Reproduce the material below from the line with "Please identify the camouflage uniform" up to and including the line with "<point>13,598</point>", requests included. Offset every coordinate in the answers by -141.

━━━━━━━━━━

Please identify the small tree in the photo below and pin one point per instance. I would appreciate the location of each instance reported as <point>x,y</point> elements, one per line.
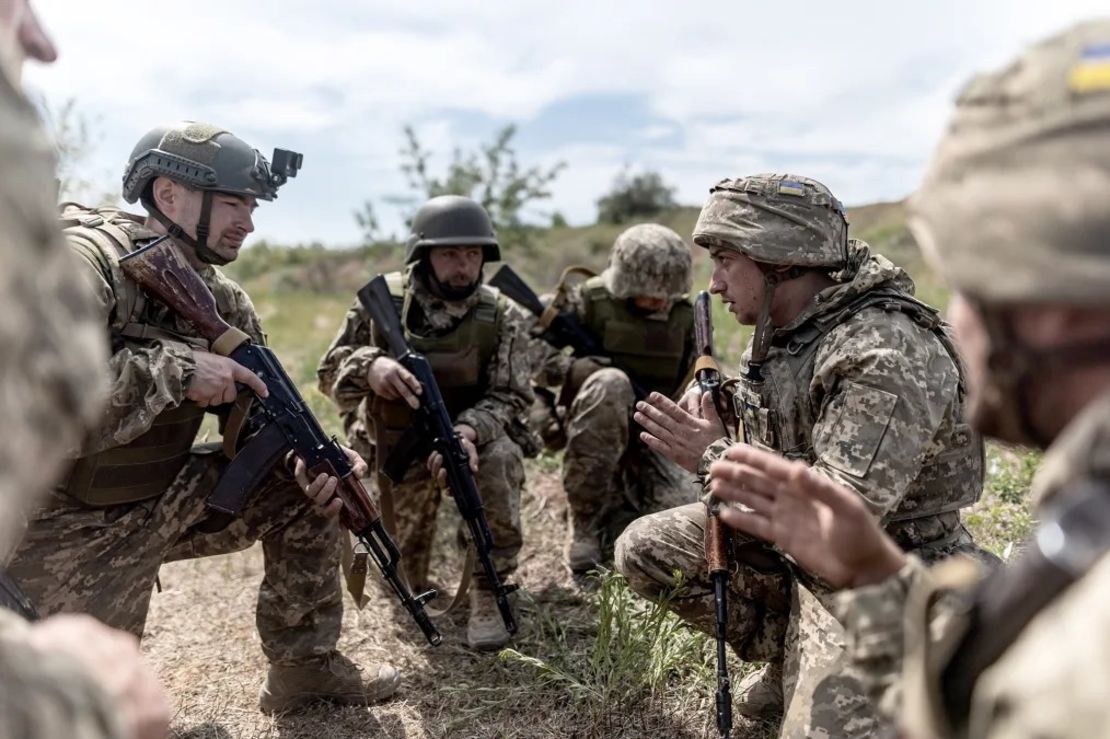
<point>634,198</point>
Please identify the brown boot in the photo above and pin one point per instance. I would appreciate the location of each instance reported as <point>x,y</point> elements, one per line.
<point>759,695</point>
<point>583,550</point>
<point>485,630</point>
<point>332,678</point>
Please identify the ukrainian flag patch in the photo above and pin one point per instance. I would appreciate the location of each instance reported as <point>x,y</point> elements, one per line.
<point>1091,72</point>
<point>791,188</point>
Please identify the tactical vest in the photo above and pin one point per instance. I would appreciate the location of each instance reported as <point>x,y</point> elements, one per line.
<point>777,414</point>
<point>458,360</point>
<point>143,467</point>
<point>654,351</point>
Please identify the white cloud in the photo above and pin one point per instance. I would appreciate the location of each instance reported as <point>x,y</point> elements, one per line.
<point>855,92</point>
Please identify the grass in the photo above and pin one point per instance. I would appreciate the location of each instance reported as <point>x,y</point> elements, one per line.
<point>591,660</point>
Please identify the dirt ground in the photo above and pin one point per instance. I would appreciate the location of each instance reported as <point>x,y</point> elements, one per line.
<point>202,639</point>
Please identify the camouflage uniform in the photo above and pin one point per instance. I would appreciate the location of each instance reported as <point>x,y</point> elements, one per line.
<point>495,416</point>
<point>608,474</point>
<point>1012,211</point>
<point>864,385</point>
<point>101,558</point>
<point>49,395</point>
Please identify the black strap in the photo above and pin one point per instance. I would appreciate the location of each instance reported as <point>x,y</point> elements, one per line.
<point>1073,535</point>
<point>13,598</point>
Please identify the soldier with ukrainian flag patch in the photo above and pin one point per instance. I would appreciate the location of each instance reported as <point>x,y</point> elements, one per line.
<point>846,372</point>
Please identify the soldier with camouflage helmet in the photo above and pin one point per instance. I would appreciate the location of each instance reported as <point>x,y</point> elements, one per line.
<point>847,373</point>
<point>1012,214</point>
<point>134,495</point>
<point>639,310</point>
<point>475,342</point>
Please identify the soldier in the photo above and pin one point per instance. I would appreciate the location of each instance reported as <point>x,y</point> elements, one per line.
<point>474,340</point>
<point>1012,214</point>
<point>846,372</point>
<point>639,310</point>
<point>66,675</point>
<point>135,495</point>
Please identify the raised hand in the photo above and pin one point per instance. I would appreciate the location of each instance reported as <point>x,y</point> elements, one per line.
<point>823,525</point>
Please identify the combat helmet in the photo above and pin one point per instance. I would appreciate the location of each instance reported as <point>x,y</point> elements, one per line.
<point>1013,209</point>
<point>649,260</point>
<point>209,159</point>
<point>452,221</point>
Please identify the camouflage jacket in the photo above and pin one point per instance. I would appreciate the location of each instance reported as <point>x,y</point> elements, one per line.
<point>344,367</point>
<point>1051,681</point>
<point>148,375</point>
<point>866,386</point>
<point>51,391</point>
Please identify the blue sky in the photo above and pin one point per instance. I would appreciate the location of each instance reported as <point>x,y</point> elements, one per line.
<point>854,93</point>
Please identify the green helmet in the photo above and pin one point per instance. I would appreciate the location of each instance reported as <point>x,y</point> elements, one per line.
<point>649,260</point>
<point>452,221</point>
<point>776,219</point>
<point>1013,206</point>
<point>207,158</point>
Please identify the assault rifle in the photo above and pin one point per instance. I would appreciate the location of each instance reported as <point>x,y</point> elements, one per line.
<point>561,330</point>
<point>707,375</point>
<point>286,421</point>
<point>432,431</point>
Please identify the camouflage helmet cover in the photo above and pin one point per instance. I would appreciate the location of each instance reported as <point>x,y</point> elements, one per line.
<point>775,219</point>
<point>203,157</point>
<point>1015,203</point>
<point>452,221</point>
<point>649,260</point>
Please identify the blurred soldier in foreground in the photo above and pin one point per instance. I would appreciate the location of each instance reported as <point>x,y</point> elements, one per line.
<point>1013,214</point>
<point>847,373</point>
<point>475,342</point>
<point>135,495</point>
<point>639,312</point>
<point>64,676</point>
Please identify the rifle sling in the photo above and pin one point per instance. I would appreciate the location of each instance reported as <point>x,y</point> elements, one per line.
<point>248,469</point>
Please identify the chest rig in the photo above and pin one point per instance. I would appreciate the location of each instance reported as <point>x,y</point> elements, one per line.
<point>653,351</point>
<point>143,467</point>
<point>778,415</point>
<point>458,358</point>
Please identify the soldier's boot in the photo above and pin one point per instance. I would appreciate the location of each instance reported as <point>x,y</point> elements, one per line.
<point>332,678</point>
<point>759,695</point>
<point>583,549</point>
<point>485,630</point>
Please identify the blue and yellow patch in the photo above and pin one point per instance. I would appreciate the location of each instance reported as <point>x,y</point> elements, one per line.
<point>1091,71</point>
<point>791,188</point>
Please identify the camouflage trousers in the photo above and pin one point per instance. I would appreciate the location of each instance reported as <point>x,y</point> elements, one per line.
<point>103,560</point>
<point>415,503</point>
<point>611,479</point>
<point>775,613</point>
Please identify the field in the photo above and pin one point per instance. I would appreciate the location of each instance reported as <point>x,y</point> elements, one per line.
<point>591,659</point>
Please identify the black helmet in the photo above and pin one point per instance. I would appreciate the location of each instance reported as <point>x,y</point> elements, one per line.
<point>452,221</point>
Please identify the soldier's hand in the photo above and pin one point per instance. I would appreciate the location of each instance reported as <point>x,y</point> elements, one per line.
<point>111,658</point>
<point>676,434</point>
<point>391,381</point>
<point>466,436</point>
<point>823,525</point>
<point>321,489</point>
<point>215,377</point>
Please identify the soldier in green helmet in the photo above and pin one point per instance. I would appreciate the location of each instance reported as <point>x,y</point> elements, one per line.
<point>475,342</point>
<point>134,495</point>
<point>846,372</point>
<point>1012,213</point>
<point>638,309</point>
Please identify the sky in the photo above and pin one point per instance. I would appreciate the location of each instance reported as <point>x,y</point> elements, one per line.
<point>854,93</point>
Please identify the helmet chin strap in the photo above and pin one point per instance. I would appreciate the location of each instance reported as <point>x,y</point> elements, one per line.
<point>203,223</point>
<point>1016,370</point>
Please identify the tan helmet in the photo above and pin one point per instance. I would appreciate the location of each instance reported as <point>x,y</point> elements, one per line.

━━━━━━━━━━

* _ANSWER TO THIS TASK_:
Please identify the camouflage uniform in the photo above and pin one point per instance. I would appreciate the location of each instance reported as <point>x,y</point> elements, one per line.
<point>354,275</point>
<point>467,333</point>
<point>871,70</point>
<point>723,244</point>
<point>-40,417</point>
<point>-92,254</point>
Please identify the black strap in the photo above and pin one point per instance. I would appreciate the location of each instance reported as <point>x,y</point> elements, one per line.
<point>932,394</point>
<point>-128,457</point>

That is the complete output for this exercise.